— DESCRIPTION OF THE TASK —
Please copy out the records from the line with "Check the image above for the presence of any small" to the line with "0 181 376 267", swapping "seawall" for "breakwater" and leaving everything else unchanged.

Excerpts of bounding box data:
## start

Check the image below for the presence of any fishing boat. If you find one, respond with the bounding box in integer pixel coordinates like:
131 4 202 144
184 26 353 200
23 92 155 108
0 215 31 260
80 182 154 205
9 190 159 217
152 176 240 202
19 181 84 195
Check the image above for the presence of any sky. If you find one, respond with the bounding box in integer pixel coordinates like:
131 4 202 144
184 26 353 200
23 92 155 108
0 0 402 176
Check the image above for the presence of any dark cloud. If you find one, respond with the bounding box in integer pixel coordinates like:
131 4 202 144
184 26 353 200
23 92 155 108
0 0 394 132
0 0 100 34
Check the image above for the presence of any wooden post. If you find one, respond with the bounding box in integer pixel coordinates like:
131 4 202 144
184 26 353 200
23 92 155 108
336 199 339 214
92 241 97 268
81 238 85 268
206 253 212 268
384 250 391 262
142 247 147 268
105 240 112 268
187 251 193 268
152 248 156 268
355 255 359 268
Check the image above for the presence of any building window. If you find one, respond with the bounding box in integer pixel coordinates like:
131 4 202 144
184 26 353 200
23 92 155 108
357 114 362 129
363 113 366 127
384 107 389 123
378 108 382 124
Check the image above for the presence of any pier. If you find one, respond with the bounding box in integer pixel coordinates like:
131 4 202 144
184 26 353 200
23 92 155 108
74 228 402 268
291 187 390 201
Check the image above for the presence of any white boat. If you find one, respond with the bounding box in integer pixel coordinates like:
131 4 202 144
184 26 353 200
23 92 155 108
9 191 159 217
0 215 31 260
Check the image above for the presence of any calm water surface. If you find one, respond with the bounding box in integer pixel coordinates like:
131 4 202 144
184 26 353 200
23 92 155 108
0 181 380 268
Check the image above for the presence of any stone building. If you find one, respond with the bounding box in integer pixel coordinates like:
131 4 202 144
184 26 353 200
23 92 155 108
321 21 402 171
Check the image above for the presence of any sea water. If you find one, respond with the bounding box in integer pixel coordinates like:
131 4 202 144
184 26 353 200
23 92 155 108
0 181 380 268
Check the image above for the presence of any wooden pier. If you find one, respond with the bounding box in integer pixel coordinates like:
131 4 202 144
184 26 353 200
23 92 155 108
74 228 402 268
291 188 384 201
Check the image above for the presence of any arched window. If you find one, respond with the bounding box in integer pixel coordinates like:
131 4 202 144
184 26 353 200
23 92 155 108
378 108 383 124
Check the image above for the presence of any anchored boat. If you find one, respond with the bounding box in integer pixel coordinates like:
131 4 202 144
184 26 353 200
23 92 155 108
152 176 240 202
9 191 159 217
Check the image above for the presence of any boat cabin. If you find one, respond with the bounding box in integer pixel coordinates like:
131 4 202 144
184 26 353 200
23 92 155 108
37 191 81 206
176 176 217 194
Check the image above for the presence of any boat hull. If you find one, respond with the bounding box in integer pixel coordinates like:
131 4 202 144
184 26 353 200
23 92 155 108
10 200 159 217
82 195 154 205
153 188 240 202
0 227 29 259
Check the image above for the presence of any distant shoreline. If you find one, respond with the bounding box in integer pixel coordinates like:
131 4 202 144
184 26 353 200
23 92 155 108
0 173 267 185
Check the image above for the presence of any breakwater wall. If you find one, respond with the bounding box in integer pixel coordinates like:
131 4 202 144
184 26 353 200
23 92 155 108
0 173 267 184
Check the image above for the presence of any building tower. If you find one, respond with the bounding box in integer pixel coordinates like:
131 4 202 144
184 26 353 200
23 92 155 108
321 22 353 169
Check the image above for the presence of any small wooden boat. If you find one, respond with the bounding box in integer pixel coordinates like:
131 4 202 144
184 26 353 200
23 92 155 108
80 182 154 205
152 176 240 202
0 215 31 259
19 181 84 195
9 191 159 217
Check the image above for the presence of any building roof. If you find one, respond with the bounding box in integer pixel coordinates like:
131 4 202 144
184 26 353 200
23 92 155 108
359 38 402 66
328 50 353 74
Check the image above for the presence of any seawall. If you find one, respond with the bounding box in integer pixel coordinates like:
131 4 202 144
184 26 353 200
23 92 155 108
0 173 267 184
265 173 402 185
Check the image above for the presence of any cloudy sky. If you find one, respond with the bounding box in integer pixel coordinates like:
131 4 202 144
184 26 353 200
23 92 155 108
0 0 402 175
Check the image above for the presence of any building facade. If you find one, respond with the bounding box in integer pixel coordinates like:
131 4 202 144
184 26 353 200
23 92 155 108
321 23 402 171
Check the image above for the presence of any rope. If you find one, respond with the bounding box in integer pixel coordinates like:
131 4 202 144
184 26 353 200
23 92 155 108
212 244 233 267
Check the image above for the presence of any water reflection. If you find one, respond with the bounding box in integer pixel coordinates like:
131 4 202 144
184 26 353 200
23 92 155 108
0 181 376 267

## end
## start

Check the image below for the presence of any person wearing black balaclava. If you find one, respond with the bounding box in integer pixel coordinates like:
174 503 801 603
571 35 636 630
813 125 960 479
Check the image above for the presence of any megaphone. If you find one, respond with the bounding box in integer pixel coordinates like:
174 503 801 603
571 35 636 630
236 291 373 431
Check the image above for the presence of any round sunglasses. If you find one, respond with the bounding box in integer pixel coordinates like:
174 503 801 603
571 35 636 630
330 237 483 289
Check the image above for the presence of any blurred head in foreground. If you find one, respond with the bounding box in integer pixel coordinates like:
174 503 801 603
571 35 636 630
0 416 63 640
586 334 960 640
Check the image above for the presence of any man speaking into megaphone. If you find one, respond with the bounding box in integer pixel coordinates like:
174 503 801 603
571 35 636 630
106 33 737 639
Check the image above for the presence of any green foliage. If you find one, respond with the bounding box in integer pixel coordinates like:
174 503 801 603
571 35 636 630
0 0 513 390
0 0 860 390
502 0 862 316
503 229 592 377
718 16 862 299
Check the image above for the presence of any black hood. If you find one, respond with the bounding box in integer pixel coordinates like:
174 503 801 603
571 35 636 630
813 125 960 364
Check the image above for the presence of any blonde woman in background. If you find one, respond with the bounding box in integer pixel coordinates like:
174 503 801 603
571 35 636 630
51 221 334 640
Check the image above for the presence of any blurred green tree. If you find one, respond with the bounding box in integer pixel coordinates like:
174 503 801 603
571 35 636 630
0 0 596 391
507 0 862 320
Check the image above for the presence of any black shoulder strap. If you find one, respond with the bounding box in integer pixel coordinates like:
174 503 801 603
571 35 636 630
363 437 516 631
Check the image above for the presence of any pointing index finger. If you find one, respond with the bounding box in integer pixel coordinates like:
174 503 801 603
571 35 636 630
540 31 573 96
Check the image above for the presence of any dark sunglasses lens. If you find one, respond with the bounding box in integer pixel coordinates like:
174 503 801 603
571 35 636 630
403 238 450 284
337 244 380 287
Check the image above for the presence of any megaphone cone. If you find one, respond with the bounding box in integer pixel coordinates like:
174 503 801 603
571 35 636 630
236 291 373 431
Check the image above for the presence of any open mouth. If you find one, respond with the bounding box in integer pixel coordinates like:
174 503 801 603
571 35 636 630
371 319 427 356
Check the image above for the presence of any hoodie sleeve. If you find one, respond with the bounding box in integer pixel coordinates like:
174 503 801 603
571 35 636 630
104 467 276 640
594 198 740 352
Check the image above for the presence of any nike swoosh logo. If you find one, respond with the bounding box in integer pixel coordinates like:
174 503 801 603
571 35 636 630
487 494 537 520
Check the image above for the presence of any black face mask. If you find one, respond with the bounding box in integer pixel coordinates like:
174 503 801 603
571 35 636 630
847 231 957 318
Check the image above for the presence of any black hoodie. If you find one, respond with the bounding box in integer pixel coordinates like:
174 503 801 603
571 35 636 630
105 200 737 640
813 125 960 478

## end

— RESPONSE —
Check the image above for the presence of any small wooden boat. If you find one, respond with the bounding box in integer pixel coordinates like:
131 4 202 144
184 26 353 200
23 92 155 108
80 182 154 205
152 176 240 202
0 215 31 259
19 181 84 195
9 191 159 217
Check the image above for the presence of any building roof. If you find one, respond with the bounding box in integer pixel coordinates like:
131 4 202 144
184 26 353 200
23 92 155 108
359 38 402 66
328 50 353 74
Check the image above for the presence of any breakwater. If you find one, respond with the bounding box in integer pixel coordinates like:
131 4 202 144
184 26 353 200
23 92 155 108
0 173 267 184
265 173 402 185
Check the image above for the presence of any cloudy sky. If you find one, respond with the bounding box in integer pixel coordinates like:
131 4 202 144
184 26 353 200
23 92 155 108
0 0 402 175
Check the image above for the presence of any building facade. If you find one, respond with the bounding box in integer pixel coordinates like:
131 4 202 144
184 26 353 200
23 92 155 108
321 23 402 171
Check the image above for the presence of any rope. If you find one, respond with the bounding box in integer pixel coordinates like:
131 4 202 144
184 26 353 200
23 92 155 108
212 244 233 267
Check the image above for the presence of any water reflection. If you find one, respond with the bounding box in integer pixel coordinates like:
131 4 202 144
184 26 353 200
23 92 155 108
0 181 376 267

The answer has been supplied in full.